■ Task prompt: List every line in the records below that contains the word "grass", copying each such line in full. Case counts.

■ Data supplied:
——

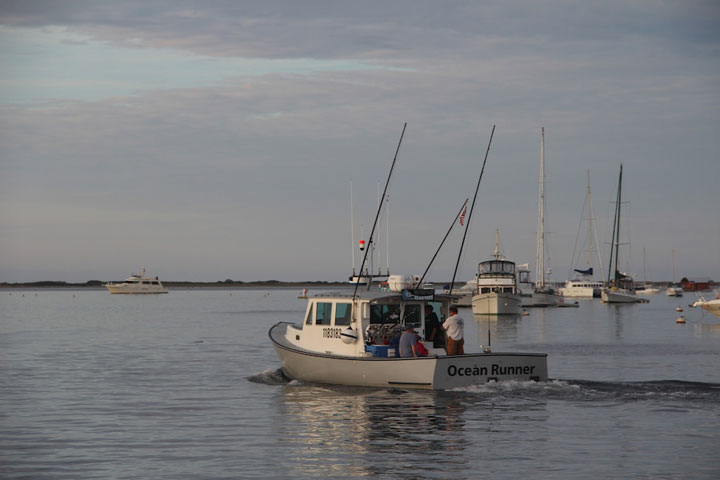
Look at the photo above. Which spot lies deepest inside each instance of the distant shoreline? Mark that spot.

——

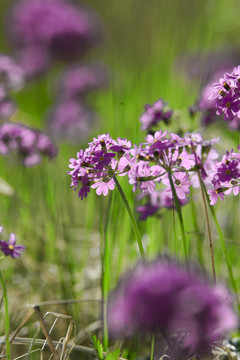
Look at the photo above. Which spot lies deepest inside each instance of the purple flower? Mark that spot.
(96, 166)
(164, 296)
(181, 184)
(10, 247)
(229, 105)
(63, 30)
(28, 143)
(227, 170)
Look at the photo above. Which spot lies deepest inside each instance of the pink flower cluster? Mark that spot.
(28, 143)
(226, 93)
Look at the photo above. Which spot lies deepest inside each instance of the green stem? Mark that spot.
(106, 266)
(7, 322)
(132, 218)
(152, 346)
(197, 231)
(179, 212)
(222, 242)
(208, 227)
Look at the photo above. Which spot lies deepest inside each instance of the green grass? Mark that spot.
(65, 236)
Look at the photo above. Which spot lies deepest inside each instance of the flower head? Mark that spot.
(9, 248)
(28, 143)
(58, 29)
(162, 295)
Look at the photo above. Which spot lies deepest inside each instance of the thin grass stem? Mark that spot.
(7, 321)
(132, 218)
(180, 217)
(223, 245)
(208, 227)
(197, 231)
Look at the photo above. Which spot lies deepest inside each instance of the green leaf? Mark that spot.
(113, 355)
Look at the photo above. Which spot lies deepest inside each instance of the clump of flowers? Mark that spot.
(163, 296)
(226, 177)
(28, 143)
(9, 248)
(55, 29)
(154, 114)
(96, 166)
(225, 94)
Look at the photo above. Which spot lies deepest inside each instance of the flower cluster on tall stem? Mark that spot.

——

■ The result:
Look at the photo above. Which spot lies deepest inside each instance of the green grass? Mark that spot.
Look at the photo above. Which spot lies deepest inside each instance of the thin grass stem? Mark that spot.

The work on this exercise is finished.